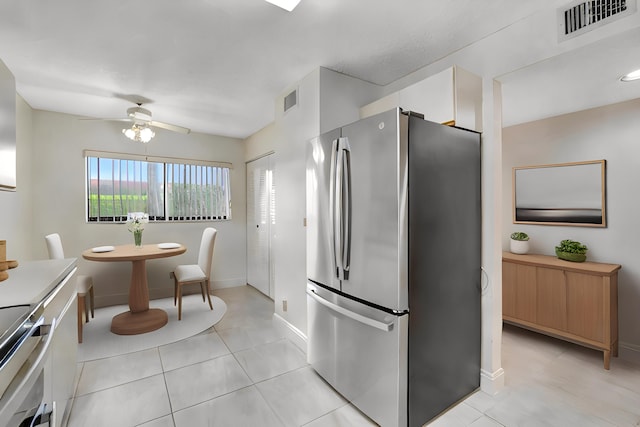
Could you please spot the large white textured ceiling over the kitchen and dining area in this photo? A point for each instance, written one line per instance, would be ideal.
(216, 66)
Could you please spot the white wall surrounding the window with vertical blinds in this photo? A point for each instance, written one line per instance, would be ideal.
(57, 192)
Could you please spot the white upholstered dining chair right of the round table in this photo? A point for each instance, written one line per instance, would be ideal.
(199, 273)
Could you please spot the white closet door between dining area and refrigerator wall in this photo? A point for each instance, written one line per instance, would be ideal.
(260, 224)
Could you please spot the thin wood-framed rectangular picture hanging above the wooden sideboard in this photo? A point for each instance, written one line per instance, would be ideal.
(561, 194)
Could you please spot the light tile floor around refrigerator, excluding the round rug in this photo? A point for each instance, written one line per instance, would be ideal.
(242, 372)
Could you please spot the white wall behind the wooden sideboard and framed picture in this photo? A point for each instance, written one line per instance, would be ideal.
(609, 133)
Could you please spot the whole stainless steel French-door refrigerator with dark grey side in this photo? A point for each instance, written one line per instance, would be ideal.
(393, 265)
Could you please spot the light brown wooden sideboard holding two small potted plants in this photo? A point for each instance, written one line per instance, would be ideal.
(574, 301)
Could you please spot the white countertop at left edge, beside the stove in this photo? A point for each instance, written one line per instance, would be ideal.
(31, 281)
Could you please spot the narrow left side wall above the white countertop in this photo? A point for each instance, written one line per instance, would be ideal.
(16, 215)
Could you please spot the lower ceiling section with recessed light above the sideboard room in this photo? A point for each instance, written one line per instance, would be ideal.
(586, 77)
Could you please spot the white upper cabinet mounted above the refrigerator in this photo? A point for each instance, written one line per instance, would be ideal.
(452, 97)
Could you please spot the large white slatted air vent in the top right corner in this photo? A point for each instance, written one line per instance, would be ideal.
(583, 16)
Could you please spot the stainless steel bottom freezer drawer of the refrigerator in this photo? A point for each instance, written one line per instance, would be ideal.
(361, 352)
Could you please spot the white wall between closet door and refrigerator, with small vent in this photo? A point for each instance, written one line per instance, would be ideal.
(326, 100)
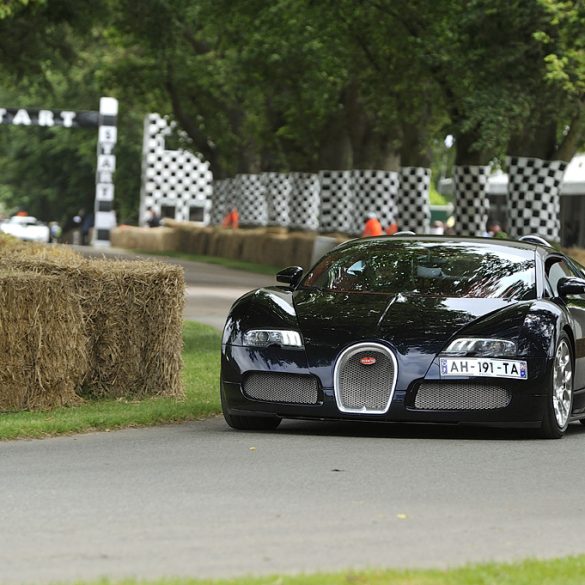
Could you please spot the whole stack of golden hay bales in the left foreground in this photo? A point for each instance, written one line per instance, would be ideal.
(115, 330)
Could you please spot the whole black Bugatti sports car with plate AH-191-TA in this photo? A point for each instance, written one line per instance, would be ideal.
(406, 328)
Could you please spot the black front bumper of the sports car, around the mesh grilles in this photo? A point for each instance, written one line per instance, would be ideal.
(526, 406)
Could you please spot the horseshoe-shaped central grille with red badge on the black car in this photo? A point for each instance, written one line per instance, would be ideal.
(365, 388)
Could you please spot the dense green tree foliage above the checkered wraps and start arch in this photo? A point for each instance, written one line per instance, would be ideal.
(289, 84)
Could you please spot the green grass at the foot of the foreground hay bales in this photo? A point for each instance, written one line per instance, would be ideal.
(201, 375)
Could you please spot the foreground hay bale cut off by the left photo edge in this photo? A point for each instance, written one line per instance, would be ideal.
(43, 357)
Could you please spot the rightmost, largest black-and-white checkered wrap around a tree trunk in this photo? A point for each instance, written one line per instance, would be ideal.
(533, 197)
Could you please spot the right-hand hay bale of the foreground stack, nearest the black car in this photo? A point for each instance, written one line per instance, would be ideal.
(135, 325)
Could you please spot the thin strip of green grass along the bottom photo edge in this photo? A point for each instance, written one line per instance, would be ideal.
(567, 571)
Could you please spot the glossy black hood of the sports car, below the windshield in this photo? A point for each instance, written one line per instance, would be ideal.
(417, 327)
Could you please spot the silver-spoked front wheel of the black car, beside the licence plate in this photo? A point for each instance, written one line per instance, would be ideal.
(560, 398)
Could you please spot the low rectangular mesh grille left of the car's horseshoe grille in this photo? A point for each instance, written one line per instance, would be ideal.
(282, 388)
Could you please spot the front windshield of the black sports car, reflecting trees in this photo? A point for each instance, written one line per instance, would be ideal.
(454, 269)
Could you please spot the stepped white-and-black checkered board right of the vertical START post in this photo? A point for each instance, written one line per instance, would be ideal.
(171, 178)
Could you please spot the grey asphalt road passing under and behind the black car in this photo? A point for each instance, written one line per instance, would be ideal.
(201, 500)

-=-=-=-=-

Copy out all the data above exactly, minus the images.

Could you please spot the large white textured ceiling over the kitchen and dining area in this photo? A point for each instance, written one line per instance, would be ideal.
(216, 66)
Could you please spot the white wall surrounding the window with vertical blinds in this photo? A point for each instance, written one line per instance, would be ideal.
(57, 192)
Could you please spot the white upholstered dining chair right of the round table in this photo? A point for each instance, written one line per instance, would be ideal.
(199, 273)
Could you please spot the white closet door between dining area and refrigerator wall in this photo? A point for each instance, written one line per instance, would be ideal.
(260, 224)
Could you please spot the thin wood-framed rectangular picture hanging above the wooden sideboard in this photo? A point for each instance, written one line per instance, would be ideal.
(561, 194)
Could you please spot the light tile floor around refrigerator, excluding the round rug in this photo? A point for each instance, written one line per instance, would be ideal.
(242, 372)
Could you please spot the white wall behind the wooden sideboard and framed picture in this photo? A point for each instance, written one line per instance, would be ideal.
(609, 133)
Could you please spot the whole stainless steel French-door refrigerator with dark grey side in this photo? A point for each instance, written one line per instance, would be ideal.
(393, 265)
Could you please spot the light brown wooden sideboard holding two small potted plants in this photo? A point for each instance, written one line per instance, would be ideal.
(574, 301)
Could you please spot the white countertop at left edge, beside the stove in this photo? A point for each instance, written one line per instance, would be ideal.
(31, 281)
Could you please spot the narrow left side wall above the white countertop in this photo? A point for each instance, written one line per instance, would be ideal.
(16, 215)
Could you please spot the lower ceiling section with recessed light above the sideboard room in this photo? A point for each instance, written one line per instance, would be ideal.
(586, 77)
Could you please spot the white upper cabinet mounted above the refrigerator in this photo? A point for each instance, written one line per instance, would be ideal.
(452, 97)
Could you please spot the large white slatted air vent in the top right corner in this photo? A point for each instance, written one line per instance, would be ideal.
(583, 16)
Could you please spot the stainless steel bottom freezer drawer of the refrigerator in this photo? A point for each instance, written one line per instance, would be ideal.
(361, 352)
Could you please spot the white wall between closet door and refrigerator, with small vent in this photo? A point for each instance, written one line per instance, would be ideal.
(326, 100)
Could you please spot the whole stack of golden hay bales in the left foreground in this photo? A point for each instance, written one line per instance, would be ideal.
(115, 330)
Could you please spot the whole black Bugatti sports car with plate AH-191-TA in this photo? A point for each instance, written one line per instance, would be ideal.
(406, 328)
Could you please spot the black front bumper of the sports car, around the mesh grilles in this photo? A point for each instance, written one line per instance, would be ideal.
(526, 406)
Could you please spot the horseshoe-shaped central grille with red badge on the black car in this photo? A point for each instance, written one line per instance, would be ideal.
(365, 388)
Could you please spot the dense green tree foliage above the checkered wraps and start arch in this photo? A point for each instance, written one line per instance, would be ideal.
(289, 84)
Could you please spot the green grass at the foot of the foreground hay bales in this photo? A point for each instance, written one line per instance, would be ideal.
(201, 375)
Could you please spot the foreground hay bale cut off by the left photo edge in this photo? A point for each instance, written one line per instance, would be ideal.
(43, 357)
Could you please spot the rightmost, largest black-and-white checkered wrap around a tree trunk in this photo? A point for each instance, written one line per instance, would be ideal.
(533, 197)
Could you please spot the right-hand hay bale of the foreground stack, nearest the black car in this photo? A point for each instance, written one line per instance, would be ideal.
(135, 325)
Could you please spot the thin strip of green grass along the bottom photo edge in this photo? A point for each instance, written one line per instance, would be ideal.
(567, 571)
Could you please spot the glossy black hood of the sports car, below the windshield in this photo? A point for each instance, written one line per instance, would be ideal.
(417, 327)
Could you please spot the silver-spoked front wheel of the black car, beside the licence plate in this photo? A point for each instance, written one line per instance, would be ideal.
(560, 398)
Could you please spot the low rectangular mesh grille left of the car's horseshoe grille in this photo? A point for each instance, written one line per instance, would be ideal.
(282, 388)
Could you please spot the front windshield of the black sports car, reflecting trees in this photo? A point for each instance, written one line per instance, would be ideal.
(454, 269)
Could you please spot the stepped white-and-black checkered board right of the vertical START post in this photo? A point for each instance, written one line per instance, would be ideal.
(171, 178)
Could you please spot the grey asphalt road passing under and behind the black car in this photo? A point for each instance, written one line per instance, would be ideal.
(201, 500)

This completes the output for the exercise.